# Provided text:
------------------------------------------------
New food labels may help consumers shop smarter

New food labels may help consumers shop smarter

- It's easy to sometimes feel a little lost at the grocery store. You want to shop smarter and buy better-for-you foods, but many of us can't really make sense of nutritional labels.

"So a lot of people don't realize how many calories they're actually eating,” says WellStar Atlanta Medical Center registered dietitian Kristen Smith. “And it adds up more than they realize."

That’s why Smith thinks the first new nutritional labels in 20 years may make doing the "food math" a little easier.

The U.S. Department of Agriculture wants food manufacturers to emphasize certain information in the “Nutritional Facts” box on processed foods.

"So, the calories will be bolder, and the serving size will be bolder,” Smith says. “The calories will take up nearly a whole line."

And the serving sizes will be tweaked to reflect how much we're actually eating.

So, if you have a bag of chips, the calorie count will include not just one serving of chips, but how many calories are in the whole bag.
------------------------------------------------
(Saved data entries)
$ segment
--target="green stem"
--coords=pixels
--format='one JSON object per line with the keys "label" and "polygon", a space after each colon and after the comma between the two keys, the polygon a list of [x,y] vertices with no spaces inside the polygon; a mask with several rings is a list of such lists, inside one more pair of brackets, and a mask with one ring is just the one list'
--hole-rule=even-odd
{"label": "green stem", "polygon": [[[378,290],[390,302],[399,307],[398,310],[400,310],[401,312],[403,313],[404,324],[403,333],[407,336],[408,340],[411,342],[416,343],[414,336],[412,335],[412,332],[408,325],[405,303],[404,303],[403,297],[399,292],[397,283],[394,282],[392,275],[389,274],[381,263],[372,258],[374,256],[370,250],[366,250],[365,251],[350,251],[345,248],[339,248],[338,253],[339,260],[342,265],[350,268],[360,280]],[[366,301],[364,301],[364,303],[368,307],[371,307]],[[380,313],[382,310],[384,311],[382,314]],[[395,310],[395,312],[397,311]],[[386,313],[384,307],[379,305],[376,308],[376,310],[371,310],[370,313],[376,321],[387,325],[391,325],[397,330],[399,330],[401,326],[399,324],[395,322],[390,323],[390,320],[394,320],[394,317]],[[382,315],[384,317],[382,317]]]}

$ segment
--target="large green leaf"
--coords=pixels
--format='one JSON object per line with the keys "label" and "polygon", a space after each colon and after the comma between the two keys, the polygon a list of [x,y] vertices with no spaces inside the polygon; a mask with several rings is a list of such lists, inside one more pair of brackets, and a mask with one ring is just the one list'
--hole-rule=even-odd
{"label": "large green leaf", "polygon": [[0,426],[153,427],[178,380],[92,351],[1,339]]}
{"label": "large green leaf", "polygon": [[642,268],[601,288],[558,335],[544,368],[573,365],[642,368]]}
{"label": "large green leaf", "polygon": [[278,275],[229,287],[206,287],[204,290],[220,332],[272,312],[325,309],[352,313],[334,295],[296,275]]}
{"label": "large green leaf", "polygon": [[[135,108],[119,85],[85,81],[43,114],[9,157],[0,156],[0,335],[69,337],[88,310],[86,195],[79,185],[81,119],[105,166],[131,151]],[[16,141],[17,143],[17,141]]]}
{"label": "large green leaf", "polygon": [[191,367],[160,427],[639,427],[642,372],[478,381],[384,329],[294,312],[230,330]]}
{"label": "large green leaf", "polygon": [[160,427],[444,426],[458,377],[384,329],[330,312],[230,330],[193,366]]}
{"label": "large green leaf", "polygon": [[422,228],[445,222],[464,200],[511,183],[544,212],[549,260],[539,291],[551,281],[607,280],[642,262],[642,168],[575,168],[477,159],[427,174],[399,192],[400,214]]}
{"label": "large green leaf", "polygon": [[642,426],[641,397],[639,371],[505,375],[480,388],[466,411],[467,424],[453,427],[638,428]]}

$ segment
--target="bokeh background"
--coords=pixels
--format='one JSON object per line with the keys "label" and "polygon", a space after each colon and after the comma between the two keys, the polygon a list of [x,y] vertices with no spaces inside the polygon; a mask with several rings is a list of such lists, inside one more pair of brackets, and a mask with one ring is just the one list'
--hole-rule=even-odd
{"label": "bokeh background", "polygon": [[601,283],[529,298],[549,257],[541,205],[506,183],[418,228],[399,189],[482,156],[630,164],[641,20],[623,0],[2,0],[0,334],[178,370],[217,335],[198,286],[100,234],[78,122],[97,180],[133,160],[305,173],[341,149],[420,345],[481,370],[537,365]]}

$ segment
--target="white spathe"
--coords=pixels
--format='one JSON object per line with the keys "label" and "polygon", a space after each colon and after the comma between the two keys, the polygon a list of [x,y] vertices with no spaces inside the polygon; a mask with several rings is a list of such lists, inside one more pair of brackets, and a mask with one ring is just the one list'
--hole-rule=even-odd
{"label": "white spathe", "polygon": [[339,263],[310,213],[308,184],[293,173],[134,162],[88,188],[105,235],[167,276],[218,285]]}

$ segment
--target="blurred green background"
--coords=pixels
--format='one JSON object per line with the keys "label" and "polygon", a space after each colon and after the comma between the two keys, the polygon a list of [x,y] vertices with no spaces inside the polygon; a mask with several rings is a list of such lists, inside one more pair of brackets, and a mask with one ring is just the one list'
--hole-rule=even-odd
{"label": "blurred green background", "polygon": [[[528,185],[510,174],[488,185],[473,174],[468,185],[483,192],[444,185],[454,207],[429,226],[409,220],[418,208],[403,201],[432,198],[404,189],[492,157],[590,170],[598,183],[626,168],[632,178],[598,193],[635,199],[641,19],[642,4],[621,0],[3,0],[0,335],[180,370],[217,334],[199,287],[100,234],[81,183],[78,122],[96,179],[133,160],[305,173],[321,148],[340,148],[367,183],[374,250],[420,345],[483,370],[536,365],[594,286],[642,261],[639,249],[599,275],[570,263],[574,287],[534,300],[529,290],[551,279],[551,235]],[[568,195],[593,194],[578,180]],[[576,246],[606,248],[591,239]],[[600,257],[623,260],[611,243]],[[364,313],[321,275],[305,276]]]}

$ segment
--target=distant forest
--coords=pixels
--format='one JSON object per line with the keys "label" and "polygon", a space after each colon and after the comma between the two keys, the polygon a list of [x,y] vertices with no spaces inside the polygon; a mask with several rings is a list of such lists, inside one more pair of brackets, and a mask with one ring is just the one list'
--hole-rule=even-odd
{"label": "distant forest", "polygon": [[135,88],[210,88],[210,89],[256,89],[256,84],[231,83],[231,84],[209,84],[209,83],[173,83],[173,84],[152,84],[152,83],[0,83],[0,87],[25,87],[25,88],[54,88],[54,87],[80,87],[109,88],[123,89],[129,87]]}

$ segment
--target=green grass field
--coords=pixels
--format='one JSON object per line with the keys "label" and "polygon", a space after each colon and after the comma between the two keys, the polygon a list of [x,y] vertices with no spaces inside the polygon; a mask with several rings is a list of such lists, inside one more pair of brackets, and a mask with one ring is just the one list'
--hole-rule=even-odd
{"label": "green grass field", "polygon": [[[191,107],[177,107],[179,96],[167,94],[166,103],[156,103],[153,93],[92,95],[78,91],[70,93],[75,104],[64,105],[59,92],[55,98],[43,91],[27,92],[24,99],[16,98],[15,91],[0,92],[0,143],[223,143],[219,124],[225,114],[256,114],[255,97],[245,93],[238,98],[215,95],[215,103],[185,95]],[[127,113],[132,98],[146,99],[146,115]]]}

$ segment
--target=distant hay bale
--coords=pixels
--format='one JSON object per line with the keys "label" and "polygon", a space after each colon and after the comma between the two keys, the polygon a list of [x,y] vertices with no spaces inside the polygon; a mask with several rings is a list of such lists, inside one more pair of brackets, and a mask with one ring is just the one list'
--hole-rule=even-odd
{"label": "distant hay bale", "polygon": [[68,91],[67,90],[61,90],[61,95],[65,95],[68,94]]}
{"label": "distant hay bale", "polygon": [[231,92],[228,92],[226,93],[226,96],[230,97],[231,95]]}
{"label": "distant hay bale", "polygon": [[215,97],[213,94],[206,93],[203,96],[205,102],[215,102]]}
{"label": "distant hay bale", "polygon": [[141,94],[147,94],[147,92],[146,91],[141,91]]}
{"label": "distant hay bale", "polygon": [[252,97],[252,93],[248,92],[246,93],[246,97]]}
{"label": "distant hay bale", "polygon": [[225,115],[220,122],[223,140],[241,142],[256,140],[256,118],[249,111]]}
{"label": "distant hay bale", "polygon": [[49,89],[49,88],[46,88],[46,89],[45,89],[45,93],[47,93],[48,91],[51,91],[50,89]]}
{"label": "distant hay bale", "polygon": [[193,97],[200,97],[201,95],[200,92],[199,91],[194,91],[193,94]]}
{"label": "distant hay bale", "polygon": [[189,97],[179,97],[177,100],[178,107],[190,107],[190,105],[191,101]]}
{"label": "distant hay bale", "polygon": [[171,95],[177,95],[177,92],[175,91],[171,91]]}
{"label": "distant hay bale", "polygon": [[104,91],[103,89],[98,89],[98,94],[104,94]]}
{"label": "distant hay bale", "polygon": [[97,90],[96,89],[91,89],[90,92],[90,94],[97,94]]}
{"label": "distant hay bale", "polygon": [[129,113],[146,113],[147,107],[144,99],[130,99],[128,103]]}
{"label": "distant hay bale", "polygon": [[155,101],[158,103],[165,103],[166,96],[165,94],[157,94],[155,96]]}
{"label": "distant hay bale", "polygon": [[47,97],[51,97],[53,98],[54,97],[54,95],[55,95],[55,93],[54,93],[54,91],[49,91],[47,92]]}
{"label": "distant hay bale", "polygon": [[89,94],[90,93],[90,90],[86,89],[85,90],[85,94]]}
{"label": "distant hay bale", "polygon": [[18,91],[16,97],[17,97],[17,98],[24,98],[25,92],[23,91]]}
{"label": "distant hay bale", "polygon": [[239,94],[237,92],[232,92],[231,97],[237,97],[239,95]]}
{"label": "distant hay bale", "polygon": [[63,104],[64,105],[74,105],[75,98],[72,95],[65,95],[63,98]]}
------------------------------------------------
# Check your understanding:
**1.** In the food labels article, which two items in the "Nutritional Facts" box will be printed bolder?
**2.** Continue the article on new food labels from the point where it ends.

# Answers per task:
**1.** The calories and the serving size.

**2.**
Right now, the total amount of sugars is listed on the label. 

But the new labels will list added sugars separately.  Added sugar is the sugar food companies add to their products.

The new labels will begin appearing on processed foods in July of 2018.

Smith says the labels may help consumers make more informed decisions about what they're eating and drinking.

"But they still have to put together a balanced diet,” Smith says. “And you still really need to think about foods that may not have a food label like fresh fruits and vegetables and lean proteins. And those need to be part of their balanced diet also."